* Start *
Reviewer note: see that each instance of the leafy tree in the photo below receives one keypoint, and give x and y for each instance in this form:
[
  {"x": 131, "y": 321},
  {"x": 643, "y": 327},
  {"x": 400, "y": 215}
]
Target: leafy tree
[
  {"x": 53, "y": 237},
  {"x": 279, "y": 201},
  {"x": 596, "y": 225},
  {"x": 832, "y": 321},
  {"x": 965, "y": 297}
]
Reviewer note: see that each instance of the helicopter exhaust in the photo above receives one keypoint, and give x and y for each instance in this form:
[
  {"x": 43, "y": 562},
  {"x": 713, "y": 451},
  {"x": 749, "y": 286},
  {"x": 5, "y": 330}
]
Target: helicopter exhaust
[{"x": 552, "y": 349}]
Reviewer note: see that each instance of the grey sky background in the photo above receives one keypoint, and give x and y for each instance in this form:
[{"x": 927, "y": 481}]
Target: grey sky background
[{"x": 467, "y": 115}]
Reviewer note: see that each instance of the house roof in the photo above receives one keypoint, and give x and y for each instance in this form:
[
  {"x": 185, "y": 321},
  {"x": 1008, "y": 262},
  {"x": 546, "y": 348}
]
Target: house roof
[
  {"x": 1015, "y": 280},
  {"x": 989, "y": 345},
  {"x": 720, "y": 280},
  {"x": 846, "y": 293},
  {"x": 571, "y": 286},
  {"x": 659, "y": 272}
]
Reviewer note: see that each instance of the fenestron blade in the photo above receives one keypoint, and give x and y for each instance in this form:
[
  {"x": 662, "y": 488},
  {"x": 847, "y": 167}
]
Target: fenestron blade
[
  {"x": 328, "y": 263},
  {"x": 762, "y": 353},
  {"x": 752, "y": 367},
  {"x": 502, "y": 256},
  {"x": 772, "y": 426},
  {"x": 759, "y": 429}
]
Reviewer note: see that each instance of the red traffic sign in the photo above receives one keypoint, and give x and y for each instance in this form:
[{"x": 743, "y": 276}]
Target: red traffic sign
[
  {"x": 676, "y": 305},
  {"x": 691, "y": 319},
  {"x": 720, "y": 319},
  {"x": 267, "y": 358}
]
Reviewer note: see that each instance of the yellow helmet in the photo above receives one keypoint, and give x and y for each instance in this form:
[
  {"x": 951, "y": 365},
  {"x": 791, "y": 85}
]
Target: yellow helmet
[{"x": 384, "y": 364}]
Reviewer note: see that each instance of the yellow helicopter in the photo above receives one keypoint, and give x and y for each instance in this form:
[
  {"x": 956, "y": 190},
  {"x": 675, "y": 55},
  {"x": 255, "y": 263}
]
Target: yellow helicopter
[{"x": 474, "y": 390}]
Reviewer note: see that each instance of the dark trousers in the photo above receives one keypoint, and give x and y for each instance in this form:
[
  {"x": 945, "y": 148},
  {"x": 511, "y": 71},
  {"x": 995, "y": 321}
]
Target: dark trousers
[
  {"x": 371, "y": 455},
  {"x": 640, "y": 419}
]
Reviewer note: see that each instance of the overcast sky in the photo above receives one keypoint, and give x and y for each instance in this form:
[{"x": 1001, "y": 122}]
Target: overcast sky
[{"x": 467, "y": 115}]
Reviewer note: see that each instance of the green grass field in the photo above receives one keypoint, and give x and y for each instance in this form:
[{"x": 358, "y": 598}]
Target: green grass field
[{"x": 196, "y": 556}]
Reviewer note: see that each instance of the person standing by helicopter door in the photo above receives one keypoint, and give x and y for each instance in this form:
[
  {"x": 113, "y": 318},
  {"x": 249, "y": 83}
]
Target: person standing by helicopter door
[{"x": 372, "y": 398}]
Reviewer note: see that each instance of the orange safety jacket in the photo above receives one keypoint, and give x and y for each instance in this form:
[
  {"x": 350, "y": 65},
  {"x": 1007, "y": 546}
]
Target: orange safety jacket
* End *
WHAT IS BEING ASKED ▸ Reproduce the lines above as a numbered list, from the line containing "Reviewer note: see that each instance of the dark" through the final line, both included, and omit any blank lines.

CORRECT ANSWER ▸
1. Reviewer note: see that each instance of the dark trousers in the photo above receives one keypoint, and give x and y for each instance in this form:
2. [
3.   {"x": 945, "y": 148},
4.   {"x": 511, "y": 71},
5.   {"x": 995, "y": 321}
6. ]
7. Target: dark trousers
8. [
9.   {"x": 371, "y": 455},
10.   {"x": 640, "y": 419}
11. ]
12. Reviewer note: see that each instance of the overcast sky in the photo above receives one keypoint, and give x and y for each instance in this form:
13. [{"x": 1001, "y": 122}]
14. Target: overcast sky
15. [{"x": 467, "y": 115}]
16. Reviewer note: see that each instance of the green grass field in the photo above receives one keypoint, and give x and y for each instance in this form:
17. [{"x": 358, "y": 598}]
18. Target: green grass field
19. [{"x": 196, "y": 556}]
20. Reviewer note: see that each instance of the person standing by helicopter door in the photo above receives one keypoint, and give x and y for each instance in this form:
21. [
22.   {"x": 113, "y": 318},
23.   {"x": 249, "y": 83}
24. ]
25. Target: person standing by helicopter door
26. [{"x": 372, "y": 398}]
27. Reviewer note: see that each instance of the orange safety jacket in the photo above receives one keypoint, and give x and y for each instance in this form:
28. [
29.   {"x": 350, "y": 65},
30.   {"x": 1007, "y": 546}
31. ]
32. Target: orange safety jacket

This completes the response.